## [Stated exercise]
Count how many lines in the records below contain the string "trousers", treating uppercase and lowercase as different. Reply with the number alone.

## [Coordinate labeling data]
━━━━━━━━━━━━━━━━

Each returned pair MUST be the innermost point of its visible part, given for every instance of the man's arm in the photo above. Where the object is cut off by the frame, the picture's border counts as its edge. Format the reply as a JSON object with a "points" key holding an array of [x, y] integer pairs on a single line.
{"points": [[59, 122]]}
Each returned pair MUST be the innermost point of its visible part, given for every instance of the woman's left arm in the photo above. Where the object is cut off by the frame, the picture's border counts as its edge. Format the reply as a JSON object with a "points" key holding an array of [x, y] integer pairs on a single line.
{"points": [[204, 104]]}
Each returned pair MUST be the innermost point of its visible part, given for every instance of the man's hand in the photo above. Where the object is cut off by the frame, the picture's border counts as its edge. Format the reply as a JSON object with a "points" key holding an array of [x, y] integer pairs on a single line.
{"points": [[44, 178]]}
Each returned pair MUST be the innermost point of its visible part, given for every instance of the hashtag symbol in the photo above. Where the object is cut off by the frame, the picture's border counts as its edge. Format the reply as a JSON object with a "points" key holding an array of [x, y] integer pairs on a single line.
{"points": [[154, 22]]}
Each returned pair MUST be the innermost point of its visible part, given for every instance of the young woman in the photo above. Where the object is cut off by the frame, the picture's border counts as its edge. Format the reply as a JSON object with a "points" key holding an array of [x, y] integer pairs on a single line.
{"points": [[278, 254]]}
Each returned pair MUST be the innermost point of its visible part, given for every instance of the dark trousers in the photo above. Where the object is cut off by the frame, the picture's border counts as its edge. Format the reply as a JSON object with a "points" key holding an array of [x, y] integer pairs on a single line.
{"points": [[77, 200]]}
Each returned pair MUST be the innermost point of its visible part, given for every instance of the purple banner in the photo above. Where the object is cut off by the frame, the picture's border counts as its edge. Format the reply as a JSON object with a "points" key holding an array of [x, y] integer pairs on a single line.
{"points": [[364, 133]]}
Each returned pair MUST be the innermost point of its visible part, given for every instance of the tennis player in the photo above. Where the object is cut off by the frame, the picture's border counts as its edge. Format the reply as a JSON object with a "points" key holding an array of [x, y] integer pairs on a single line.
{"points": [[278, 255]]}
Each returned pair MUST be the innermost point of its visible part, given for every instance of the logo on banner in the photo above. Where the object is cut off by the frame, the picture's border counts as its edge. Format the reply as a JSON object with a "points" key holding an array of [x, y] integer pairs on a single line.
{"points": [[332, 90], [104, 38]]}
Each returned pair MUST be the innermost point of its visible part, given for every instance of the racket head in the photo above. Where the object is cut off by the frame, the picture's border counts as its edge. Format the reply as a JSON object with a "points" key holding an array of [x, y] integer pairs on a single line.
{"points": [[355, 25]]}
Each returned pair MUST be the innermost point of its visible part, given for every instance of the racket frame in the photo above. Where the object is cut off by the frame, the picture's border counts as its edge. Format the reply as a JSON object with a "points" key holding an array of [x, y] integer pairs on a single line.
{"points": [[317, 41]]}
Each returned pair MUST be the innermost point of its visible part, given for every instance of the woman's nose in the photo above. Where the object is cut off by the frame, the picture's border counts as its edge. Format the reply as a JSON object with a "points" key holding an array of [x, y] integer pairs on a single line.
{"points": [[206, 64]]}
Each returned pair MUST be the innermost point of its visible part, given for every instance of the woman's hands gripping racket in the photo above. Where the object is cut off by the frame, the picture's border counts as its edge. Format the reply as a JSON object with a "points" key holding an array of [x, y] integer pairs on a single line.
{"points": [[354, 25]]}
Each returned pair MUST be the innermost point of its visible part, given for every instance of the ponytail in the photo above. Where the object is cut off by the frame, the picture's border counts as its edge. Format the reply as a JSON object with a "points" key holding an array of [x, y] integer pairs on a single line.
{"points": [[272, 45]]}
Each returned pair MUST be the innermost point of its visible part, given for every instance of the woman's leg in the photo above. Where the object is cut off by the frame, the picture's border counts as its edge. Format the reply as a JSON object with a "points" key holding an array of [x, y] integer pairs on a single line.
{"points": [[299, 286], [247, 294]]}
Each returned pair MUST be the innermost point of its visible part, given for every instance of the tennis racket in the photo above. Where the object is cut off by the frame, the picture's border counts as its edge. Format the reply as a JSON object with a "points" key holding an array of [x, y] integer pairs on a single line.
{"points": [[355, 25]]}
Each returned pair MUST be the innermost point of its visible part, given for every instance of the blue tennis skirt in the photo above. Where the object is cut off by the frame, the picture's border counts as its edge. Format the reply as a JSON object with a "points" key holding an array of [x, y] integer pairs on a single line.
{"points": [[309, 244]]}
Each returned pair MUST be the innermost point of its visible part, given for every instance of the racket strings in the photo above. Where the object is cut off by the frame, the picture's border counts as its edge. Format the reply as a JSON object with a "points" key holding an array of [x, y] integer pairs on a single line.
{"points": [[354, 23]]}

━━━━━━━━━━━━━━━━

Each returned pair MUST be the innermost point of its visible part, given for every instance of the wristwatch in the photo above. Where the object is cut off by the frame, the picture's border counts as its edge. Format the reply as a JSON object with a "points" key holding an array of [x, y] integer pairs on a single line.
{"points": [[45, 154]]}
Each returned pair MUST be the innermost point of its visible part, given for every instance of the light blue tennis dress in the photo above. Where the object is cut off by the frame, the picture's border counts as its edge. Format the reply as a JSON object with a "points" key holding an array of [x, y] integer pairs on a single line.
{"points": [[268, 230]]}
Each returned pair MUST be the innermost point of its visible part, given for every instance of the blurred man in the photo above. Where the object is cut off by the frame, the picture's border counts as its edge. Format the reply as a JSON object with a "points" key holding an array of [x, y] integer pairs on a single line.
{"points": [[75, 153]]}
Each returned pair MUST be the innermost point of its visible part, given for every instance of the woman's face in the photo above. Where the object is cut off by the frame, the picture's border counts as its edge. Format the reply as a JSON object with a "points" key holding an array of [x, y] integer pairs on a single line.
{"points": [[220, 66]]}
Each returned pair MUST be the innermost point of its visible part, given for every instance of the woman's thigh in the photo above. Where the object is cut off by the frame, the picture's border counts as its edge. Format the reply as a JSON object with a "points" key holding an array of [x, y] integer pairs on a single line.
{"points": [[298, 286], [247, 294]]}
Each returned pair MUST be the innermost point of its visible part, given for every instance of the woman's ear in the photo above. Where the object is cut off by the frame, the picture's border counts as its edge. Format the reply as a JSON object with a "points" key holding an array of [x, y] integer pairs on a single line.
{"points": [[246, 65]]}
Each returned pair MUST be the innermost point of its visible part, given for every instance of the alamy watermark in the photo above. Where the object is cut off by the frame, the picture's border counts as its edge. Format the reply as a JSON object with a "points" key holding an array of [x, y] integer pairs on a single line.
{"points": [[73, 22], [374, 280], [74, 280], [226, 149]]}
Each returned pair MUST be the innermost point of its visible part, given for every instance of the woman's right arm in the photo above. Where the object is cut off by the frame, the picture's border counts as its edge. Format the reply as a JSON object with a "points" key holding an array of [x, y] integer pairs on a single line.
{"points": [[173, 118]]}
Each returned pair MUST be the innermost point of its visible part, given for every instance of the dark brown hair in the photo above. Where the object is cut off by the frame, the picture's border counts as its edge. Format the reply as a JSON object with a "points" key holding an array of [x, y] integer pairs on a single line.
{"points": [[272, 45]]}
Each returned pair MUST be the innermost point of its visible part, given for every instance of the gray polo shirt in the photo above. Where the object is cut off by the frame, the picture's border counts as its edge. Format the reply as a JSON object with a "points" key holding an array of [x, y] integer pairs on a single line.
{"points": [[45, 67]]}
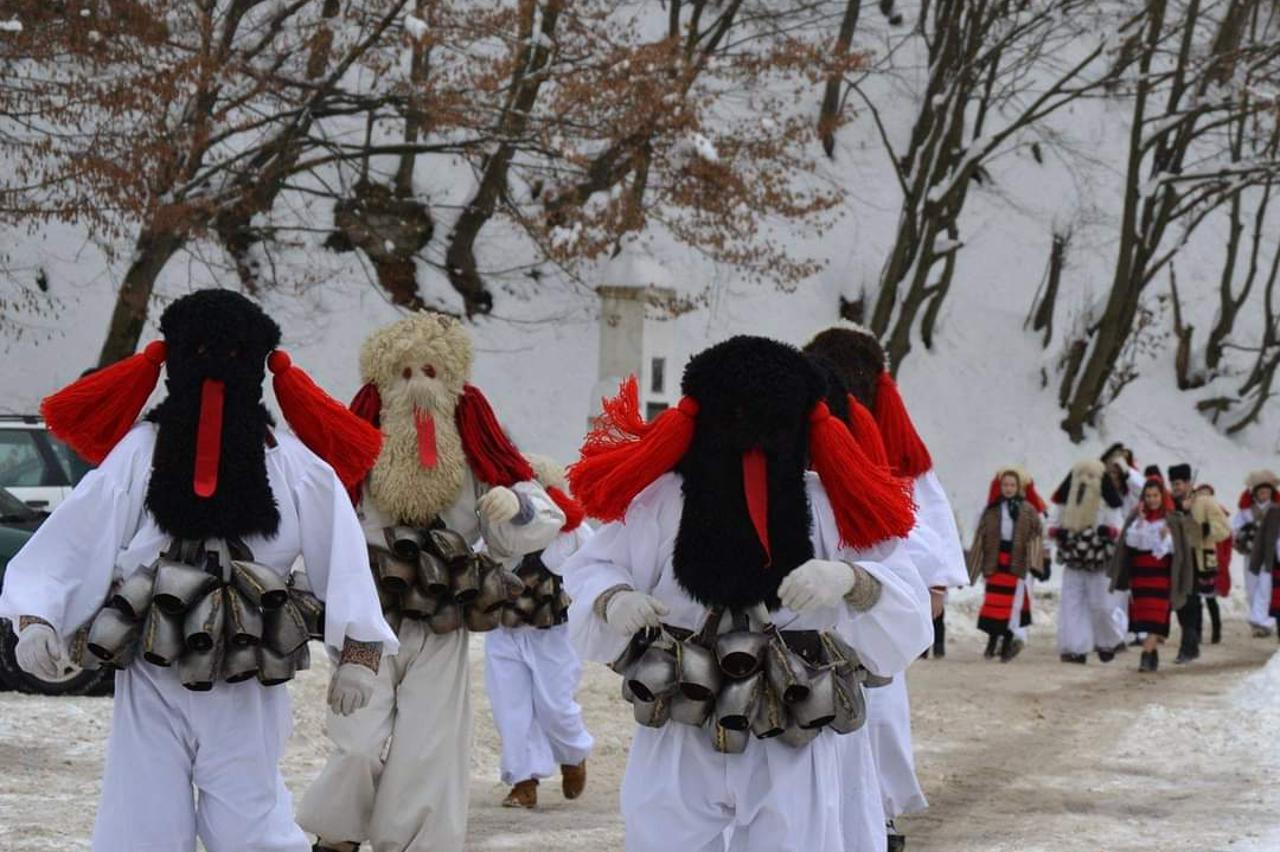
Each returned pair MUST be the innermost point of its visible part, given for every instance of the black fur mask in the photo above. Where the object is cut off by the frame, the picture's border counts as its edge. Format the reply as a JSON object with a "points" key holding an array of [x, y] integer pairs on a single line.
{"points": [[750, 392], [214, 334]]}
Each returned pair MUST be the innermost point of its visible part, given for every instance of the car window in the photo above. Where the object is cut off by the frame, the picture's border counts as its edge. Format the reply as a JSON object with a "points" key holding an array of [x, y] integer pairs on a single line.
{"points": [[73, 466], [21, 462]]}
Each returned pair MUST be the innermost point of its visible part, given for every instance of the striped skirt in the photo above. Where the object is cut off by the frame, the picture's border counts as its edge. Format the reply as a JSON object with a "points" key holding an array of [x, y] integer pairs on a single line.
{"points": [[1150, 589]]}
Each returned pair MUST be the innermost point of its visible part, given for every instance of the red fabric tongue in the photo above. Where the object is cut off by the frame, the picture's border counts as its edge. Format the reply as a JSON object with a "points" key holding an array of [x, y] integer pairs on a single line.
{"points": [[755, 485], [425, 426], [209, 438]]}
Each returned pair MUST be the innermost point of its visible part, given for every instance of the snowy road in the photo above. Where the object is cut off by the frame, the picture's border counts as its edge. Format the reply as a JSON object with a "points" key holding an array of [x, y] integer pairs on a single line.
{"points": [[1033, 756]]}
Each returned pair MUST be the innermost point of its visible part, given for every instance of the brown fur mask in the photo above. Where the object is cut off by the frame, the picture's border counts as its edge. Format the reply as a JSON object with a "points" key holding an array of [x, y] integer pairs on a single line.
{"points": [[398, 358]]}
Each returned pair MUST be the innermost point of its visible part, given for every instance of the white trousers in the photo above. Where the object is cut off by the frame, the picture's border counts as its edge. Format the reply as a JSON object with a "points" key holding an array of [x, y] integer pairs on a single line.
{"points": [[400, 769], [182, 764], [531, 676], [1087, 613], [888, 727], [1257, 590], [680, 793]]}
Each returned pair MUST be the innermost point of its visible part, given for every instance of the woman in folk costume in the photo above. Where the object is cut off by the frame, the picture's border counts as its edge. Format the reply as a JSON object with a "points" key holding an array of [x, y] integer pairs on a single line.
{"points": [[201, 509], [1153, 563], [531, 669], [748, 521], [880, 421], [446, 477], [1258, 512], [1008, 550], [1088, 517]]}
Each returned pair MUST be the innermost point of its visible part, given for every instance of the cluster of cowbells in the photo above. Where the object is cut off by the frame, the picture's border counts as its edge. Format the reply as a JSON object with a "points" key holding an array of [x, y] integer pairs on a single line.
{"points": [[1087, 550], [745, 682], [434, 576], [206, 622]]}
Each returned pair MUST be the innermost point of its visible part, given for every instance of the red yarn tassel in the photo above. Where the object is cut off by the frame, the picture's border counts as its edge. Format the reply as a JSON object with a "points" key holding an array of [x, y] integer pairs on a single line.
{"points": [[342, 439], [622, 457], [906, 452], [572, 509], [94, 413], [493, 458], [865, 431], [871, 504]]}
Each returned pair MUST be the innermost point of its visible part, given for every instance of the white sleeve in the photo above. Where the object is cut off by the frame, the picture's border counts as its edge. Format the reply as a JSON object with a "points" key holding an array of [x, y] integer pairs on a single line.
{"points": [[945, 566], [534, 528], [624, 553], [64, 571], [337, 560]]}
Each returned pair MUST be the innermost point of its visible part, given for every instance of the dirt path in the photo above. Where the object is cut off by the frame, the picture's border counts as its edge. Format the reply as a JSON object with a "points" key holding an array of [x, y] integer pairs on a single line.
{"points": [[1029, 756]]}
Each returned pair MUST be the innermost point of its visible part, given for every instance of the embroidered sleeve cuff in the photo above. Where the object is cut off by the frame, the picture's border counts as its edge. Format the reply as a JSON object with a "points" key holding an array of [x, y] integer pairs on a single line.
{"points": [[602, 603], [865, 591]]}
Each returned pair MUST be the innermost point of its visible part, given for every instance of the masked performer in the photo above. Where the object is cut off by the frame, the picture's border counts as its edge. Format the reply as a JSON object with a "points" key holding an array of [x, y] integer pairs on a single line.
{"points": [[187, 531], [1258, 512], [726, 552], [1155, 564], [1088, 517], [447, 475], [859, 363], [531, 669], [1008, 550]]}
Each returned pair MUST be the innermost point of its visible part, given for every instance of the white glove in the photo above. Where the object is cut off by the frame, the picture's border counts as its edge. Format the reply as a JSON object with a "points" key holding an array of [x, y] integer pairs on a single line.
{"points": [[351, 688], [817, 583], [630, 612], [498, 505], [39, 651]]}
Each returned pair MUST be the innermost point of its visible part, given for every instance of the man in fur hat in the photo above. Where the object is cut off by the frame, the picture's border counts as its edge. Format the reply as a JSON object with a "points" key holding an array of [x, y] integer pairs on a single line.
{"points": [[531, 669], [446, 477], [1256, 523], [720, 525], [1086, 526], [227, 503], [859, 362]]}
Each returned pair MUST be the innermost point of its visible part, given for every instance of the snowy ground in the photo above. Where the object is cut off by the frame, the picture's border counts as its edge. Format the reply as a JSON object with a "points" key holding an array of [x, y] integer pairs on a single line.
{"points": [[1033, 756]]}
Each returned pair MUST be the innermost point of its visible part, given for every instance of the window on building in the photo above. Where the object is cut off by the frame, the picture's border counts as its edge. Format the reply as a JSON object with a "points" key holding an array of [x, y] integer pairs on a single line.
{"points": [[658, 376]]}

━━━━━━━━━━━━━━━━

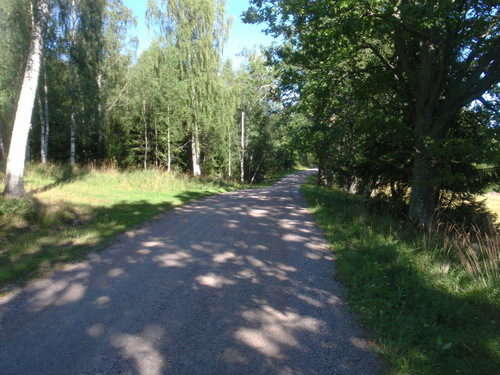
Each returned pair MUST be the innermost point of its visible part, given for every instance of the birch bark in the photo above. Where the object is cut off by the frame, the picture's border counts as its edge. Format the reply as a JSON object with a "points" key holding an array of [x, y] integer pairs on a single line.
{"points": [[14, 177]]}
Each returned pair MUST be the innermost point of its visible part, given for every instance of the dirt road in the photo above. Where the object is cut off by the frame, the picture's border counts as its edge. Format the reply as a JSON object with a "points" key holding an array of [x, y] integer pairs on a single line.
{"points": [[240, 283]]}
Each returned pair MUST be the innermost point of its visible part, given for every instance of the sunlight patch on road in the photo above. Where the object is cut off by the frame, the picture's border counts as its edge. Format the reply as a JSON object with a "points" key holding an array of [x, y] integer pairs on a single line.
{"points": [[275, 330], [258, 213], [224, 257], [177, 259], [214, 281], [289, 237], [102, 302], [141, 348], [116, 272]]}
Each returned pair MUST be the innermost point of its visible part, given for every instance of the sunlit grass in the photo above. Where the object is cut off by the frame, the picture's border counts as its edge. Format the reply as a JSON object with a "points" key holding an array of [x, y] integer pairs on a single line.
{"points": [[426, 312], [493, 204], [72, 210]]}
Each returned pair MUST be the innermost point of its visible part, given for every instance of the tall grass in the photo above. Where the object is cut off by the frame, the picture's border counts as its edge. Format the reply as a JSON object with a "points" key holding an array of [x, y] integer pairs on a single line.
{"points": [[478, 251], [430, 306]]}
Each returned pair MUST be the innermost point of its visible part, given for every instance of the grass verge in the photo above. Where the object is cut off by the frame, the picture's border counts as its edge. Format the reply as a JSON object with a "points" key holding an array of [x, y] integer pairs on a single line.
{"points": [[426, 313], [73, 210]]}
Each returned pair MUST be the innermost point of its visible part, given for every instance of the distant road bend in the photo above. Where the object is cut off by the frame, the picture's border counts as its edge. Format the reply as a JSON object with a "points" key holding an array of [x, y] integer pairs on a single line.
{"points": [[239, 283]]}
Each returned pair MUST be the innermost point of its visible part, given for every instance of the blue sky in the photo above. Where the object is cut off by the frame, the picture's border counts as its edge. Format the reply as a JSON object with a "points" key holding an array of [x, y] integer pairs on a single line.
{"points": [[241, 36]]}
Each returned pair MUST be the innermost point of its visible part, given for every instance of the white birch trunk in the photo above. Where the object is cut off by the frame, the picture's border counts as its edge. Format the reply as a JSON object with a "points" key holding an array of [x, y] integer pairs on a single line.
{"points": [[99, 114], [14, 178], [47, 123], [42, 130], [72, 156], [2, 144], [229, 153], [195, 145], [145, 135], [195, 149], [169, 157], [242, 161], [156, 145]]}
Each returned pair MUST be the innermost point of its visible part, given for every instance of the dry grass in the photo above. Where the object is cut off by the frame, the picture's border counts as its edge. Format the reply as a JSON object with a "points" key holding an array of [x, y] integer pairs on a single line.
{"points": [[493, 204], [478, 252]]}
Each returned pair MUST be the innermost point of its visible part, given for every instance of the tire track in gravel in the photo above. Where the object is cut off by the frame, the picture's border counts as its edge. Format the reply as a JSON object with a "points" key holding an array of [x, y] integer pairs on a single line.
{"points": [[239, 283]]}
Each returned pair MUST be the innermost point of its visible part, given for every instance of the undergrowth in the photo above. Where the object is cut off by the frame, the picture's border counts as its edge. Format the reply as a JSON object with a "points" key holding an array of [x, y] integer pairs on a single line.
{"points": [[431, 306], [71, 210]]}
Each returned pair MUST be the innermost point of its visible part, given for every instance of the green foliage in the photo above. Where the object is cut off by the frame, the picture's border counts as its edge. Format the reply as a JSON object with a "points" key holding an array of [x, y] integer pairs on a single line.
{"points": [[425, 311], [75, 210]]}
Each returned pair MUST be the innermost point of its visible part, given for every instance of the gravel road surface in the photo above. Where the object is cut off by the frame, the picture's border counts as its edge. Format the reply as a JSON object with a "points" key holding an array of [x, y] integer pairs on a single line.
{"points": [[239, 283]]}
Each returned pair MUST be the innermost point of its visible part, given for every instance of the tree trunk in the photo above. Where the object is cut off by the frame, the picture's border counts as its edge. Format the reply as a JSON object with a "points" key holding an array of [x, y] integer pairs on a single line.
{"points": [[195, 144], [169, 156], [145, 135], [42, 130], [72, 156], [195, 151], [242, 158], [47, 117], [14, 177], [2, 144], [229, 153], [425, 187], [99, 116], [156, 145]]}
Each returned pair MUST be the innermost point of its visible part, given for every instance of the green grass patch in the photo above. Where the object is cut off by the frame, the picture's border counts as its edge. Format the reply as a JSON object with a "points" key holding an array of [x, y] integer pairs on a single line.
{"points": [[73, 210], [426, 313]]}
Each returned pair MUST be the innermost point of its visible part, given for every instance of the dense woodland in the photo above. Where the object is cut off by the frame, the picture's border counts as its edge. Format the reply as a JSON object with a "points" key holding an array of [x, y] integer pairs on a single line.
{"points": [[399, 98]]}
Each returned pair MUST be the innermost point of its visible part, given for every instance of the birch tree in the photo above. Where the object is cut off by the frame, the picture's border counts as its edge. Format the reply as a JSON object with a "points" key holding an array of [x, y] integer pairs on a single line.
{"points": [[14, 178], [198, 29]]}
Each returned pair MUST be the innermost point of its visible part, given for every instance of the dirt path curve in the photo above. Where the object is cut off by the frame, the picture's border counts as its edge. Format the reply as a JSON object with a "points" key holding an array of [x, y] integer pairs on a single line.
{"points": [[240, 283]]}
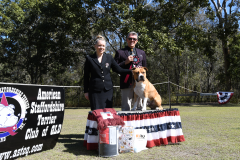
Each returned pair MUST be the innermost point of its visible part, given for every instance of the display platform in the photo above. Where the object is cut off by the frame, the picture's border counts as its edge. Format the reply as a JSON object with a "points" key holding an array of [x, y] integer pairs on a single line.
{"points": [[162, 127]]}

━━━━━━━━━━━━━━━━

## [The result]
2